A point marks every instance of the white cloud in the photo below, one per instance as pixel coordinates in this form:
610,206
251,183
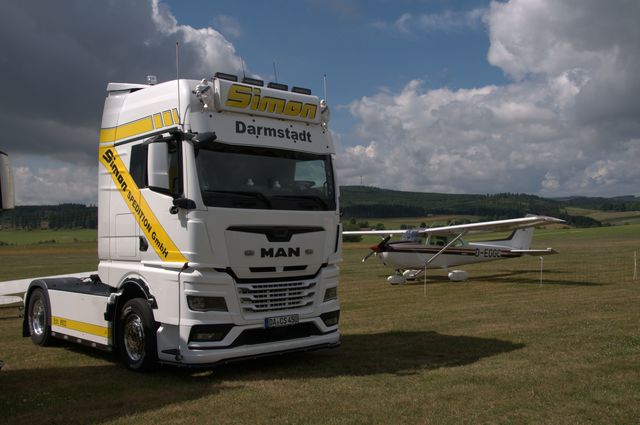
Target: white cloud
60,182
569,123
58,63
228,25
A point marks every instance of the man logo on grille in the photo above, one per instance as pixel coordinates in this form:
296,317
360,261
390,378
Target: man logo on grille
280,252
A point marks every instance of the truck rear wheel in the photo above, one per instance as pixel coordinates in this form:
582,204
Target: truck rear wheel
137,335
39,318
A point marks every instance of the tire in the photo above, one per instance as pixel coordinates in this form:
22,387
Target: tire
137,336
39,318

------------------------------

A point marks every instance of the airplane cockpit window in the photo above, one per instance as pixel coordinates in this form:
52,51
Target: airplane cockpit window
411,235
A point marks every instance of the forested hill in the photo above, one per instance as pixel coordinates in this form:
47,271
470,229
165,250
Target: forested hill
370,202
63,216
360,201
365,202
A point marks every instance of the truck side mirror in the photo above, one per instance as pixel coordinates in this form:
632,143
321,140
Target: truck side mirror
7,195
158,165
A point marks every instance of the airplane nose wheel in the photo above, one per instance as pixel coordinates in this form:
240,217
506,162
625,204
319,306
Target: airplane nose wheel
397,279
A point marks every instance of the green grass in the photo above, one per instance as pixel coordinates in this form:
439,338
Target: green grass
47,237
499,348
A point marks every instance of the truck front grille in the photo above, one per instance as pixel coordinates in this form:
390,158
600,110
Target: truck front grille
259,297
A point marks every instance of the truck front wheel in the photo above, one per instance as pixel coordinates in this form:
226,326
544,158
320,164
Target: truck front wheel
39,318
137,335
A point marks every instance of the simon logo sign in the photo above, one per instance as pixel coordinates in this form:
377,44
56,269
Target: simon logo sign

------------------------------

WORK REQUIRED.
Reproduce the items from the line containing "A point marks every instance of the green" through the line containing "Target: simon logo sign", with "truck" replaced by "vehicle" and everything else unchanged. Return only those lines.

OUTPUT FOR THIS TASK.
A point marks every instance of the green grass in the photo above, one per instance as pixel coordinates in this form:
439,338
Target: green grass
47,237
499,348
A point marks every instance of the vehicle front grille in the photo above, one per instance as pixel coordinates in this form:
390,158
600,110
Target: vehicle front grille
259,297
A point marks every instance of the vehicle front wheel in the photo above, one per instance as pixel coordinates in this form:
226,326
544,158
320,164
Target: vehicle front wheel
39,318
137,335
A point marks every instance of the simon logo sign in the photo above, one per instance as pixel coordinates in this form:
377,44
56,269
Target: simon logo sign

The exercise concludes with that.